Work instructions: Send each entry back exactly as given, pictures excluded.

Given records:

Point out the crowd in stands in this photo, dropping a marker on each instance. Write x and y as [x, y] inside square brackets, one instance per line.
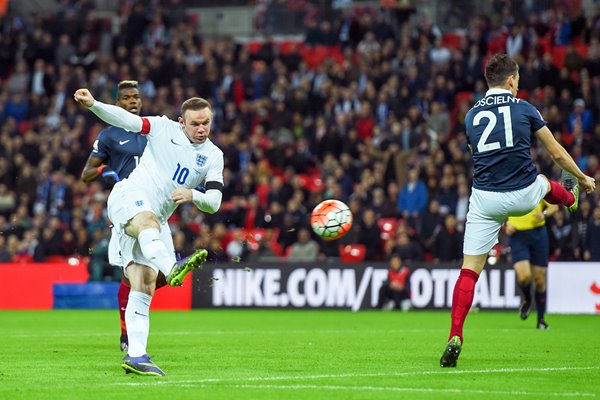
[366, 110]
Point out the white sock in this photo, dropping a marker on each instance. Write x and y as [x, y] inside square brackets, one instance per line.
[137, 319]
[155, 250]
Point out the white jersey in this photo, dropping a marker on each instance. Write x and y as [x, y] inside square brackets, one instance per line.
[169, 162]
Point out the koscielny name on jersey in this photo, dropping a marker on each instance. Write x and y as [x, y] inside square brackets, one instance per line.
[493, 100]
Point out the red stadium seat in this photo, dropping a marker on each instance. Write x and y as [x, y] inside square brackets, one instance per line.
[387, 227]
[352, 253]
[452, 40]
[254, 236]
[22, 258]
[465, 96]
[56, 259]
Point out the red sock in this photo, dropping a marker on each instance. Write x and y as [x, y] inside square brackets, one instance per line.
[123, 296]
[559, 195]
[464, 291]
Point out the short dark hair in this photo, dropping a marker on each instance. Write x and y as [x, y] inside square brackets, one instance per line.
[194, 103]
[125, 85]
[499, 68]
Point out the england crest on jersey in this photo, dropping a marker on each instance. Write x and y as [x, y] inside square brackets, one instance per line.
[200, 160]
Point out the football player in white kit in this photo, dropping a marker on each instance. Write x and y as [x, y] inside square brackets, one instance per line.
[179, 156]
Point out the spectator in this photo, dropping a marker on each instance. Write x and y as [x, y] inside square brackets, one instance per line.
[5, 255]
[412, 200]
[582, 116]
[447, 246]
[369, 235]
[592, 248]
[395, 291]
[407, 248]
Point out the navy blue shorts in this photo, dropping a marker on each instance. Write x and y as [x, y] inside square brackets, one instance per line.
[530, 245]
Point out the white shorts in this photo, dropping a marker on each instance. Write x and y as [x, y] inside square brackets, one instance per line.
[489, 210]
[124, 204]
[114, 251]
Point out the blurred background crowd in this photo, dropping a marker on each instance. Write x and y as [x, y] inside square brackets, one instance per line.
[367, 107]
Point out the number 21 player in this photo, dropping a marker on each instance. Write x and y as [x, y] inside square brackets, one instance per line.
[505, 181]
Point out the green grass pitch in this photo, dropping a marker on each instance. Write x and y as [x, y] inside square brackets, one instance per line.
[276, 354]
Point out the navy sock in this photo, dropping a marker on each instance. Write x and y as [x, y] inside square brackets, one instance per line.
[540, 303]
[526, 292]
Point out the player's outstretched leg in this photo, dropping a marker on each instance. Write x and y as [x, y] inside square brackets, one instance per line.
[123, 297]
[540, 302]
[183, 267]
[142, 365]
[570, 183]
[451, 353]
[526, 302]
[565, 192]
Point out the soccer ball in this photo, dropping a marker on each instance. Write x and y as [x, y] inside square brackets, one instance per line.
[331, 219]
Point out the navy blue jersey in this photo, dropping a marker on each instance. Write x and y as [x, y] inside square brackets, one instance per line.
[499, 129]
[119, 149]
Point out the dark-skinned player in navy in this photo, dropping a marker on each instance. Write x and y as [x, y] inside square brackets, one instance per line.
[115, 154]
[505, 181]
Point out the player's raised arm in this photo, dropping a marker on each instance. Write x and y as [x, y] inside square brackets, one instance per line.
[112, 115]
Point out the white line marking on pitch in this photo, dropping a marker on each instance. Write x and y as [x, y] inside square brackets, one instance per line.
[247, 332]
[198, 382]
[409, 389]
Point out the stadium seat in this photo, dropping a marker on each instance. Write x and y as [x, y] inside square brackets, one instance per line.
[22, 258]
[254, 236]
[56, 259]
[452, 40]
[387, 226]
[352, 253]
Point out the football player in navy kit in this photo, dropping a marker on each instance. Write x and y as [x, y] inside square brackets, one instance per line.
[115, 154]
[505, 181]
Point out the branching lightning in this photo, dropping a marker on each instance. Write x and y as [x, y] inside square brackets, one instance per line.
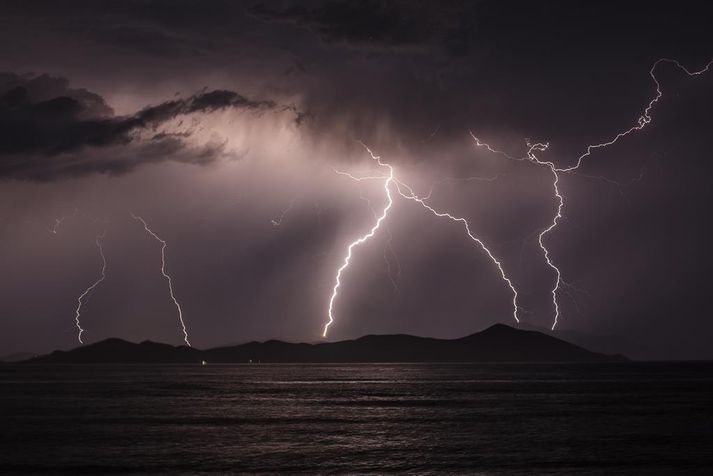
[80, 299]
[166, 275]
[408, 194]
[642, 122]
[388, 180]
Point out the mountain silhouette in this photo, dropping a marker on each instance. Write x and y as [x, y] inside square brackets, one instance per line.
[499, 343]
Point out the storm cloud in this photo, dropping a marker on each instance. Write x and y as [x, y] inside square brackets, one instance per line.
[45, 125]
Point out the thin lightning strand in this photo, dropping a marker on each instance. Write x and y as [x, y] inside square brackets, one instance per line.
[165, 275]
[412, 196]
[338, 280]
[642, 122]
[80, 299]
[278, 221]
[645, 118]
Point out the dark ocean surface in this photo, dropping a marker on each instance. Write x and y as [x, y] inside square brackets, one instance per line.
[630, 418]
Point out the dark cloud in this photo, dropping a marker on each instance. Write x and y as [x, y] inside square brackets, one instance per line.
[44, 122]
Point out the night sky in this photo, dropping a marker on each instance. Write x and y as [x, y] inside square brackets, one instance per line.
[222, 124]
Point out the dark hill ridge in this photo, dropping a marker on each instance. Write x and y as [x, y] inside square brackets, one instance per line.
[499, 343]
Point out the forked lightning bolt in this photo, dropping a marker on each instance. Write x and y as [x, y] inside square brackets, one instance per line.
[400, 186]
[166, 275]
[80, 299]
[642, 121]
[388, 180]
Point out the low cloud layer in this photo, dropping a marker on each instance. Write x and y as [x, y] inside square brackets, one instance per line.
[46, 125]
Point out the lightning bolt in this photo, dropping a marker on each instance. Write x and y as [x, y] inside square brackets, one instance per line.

Expected answer:
Point out the crowd in stands in this photo, dropping a marker on each instance. Write x and y as [x, y] inside square brackets, one instance per line.
[366, 110]
Point out the white sock in this photo, dropping a marker on each instance. Write x and y as [x, y] inside square brackets, one instance per line.
[137, 319]
[155, 250]
Point out the white jersey in this photo, dropping a marker on each instance. Write x and y as [x, y] inside square brackets, one instance per line.
[169, 162]
Point out the koscielny name on jersey in this photo, dropping a marker on each instance. Write x and y as [x, y] inside square brackets, one instance per line.
[493, 100]
Point out the red stadium seat in this photo, dropping a marker on each instance. Write x and y as [x, y] inside square brackets, one instance per line.
[387, 227]
[352, 253]
[452, 40]
[254, 236]
[22, 258]
[465, 96]
[56, 259]
Point out the red sock in this photo, dropping a marker on each instance. Write x and y as [x, y] inside square brackets, one instance per line.
[123, 296]
[559, 195]
[464, 291]
Point out the short dark hair in this photo, dropping a marker on each instance. Write x and y as [x, y] inside square brackets, one instance per line.
[194, 103]
[125, 85]
[499, 68]
Point out the england crest on jersey in this photo, dropping a marker on each instance. Write x and y as [x, y] inside square brackets, one instance per line.
[200, 160]
Point out the football player in white kit in this photo, dropping a marker on each instance. Write x and y as [x, y] inside square brackets, one instance per line.
[179, 156]
Point out the spectator in this photo, dropping a marker on each instance. Write x and y as [x, y] inside square brackets, one instance per line.
[5, 255]
[412, 200]
[582, 116]
[447, 246]
[369, 235]
[592, 248]
[395, 291]
[407, 248]
Point out the navy blue shorts in this photo, dropping a marker on each instance. Write x and y as [x, y] inside square brackets, one instance per line.
[530, 245]
Point out the white shorts in this photo, dropping a marker on each instance. Write x and y as [x, y] inside square brackets, one instance per line.
[489, 210]
[124, 204]
[114, 251]
Point out the blurred background crowd in this photo, dropping a marker on each instance. Write x and y as [x, y] inside square brackets, one instance per line.
[367, 107]
Point out the number 21 player in this photo, dropping a marker on each instance. Write x and y as [x, y] inside square brackets, one instance per line.
[505, 181]
Point out the green grass pitch in this photo, dropping a marker on each instance. Write x and y as [x, y] inside square brackets, one instance per line.
[276, 354]
Point out the navy sock in this photo, dropping a marker on each instance. Write x and y as [x, y] inside square brackets, one instance per line.
[540, 303]
[526, 292]
Point out the player's outstretched leg in this photo, dropping a marker on each instance. Write x and y as [x, y] inside square brackets, one instance per line.
[123, 297]
[540, 302]
[183, 267]
[142, 365]
[570, 183]
[451, 353]
[526, 302]
[565, 192]
Point out the soccer ball in this photo, dropping a marker on each instance. Write x and y as [x, y] inside square brackets, one instance per line.
[331, 219]
Point out the navy blue jersey in this photo, dropping a marker on each instance. Write x and y as [x, y] inside square brackets, one instance per line.
[499, 129]
[119, 149]
Point out the dark-skinned player in navy in this photo, dropping a marker on each instance. Write x and y as [x, y] inside square brackets, one instance per line.
[115, 154]
[505, 181]
Point out the player's raised arm in this photo, dropping a marker on each instance. Write x and y as [x, y] inside square brackets, one instance per line.
[112, 115]
Point out the white line marking on pitch in this photo, dropping a marker on each instance. Write x and y as [x, y] inside square brackets, one instance per line.
[247, 332]
[198, 382]
[409, 389]
Point out the stadium seat in this photo, dropping a marker on each instance. Write x and y as [x, y] inside square brackets, one instance per line.
[22, 258]
[254, 236]
[56, 259]
[452, 40]
[387, 226]
[352, 253]
Point out the football player in navy kit in this photo, dropping a marker on each instance. Write x and y as [x, y] inside square brackets, one instance per line.
[115, 154]
[505, 181]
Point out the branching lightning in this photo, dropping a marker on each instance. Write x and y as [x, y] inside square brackets, one instance per line.
[80, 299]
[166, 275]
[408, 194]
[642, 122]
[388, 180]
Point out the mountain silhouette in this photo, dropping a marker on each instance. Write x and y as [x, y] inside square brackets, one instance per line.
[499, 343]
Point out the storm cloud in this photo, dropping a marker on each instance. Write x and y as [x, y] inside square brackets, one instance per line.
[45, 125]
Point out the thin lightning strand in this photo, dropping a marker on each instance. Write x and y as [x, y] inside square brackets, one instance per line.
[165, 275]
[412, 196]
[338, 280]
[642, 122]
[80, 299]
[278, 221]
[645, 118]
Point out the dark ocean surface in this photo, dropping a marker on each instance. Write x and y as [x, y] inside square brackets, one instance per line.
[630, 418]
Point out the dark cloud in this photo, dropping a marker on each instance. Write x and y as [x, y] inside square brackets, one instance per line.
[44, 122]
Point out the night sky in this photo, dropping a marker on each instance. Write x and y as [x, y] inside square brackets, one instance per line.
[222, 124]
Point out the dark hill ridge in this photo, dropping a marker on each instance. Write x and y as [x, y] inside square brackets, one instance per line.
[499, 343]
Point out the forked lightning bolt in this photo, dropping a marker on each instance. Write x and y as [x, y] inside square brackets, one instance per line.
[400, 186]
[166, 275]
[80, 299]
[642, 121]
[388, 180]
Point out the low cloud layer in this photo, dropping a marker on each instance. Write x and y as [x, y] inside square brackets, one instance per line.
[46, 125]
Point out the lightning bolt in this photo, dropping a marker on each instance. Write x and y as [x, y] inside square brackets, one instance per line.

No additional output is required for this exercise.